• **Requirements**
Please revise the data below by replacing "pixel coordinates" with "image coordinates" and keeping everything else unchanged. Leave the pictures out of your answer.
[Begin Items]
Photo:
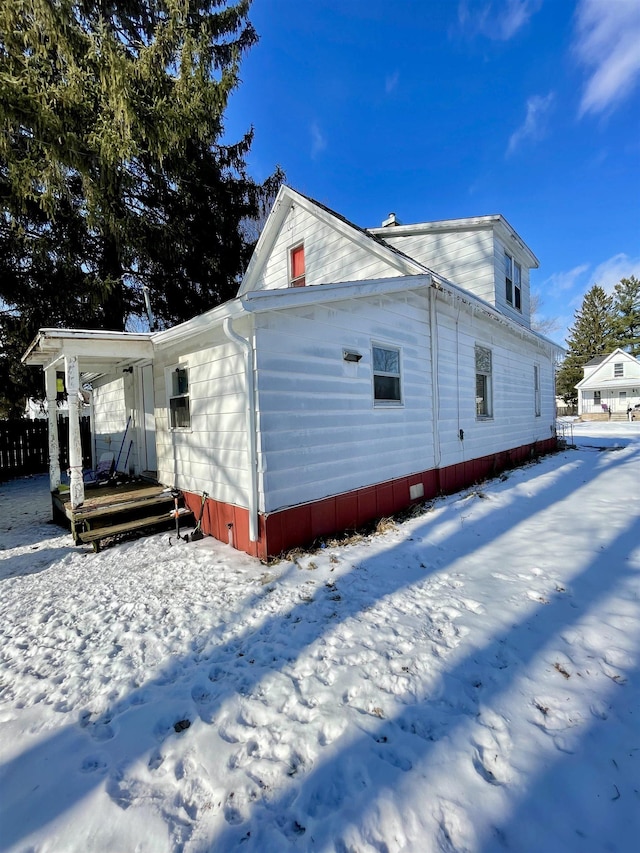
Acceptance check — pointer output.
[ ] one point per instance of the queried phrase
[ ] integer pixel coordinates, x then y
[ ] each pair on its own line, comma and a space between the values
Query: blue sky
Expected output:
[End Items]
• **Problem solution**
Photo:
Acceptance check — pointer output.
[ ] one point per instance of the queried phrase
[ ] integer image coordinates, x then y
[ ] each pair on its own line, comma and a space between the values
Query: blue sky
Expected output:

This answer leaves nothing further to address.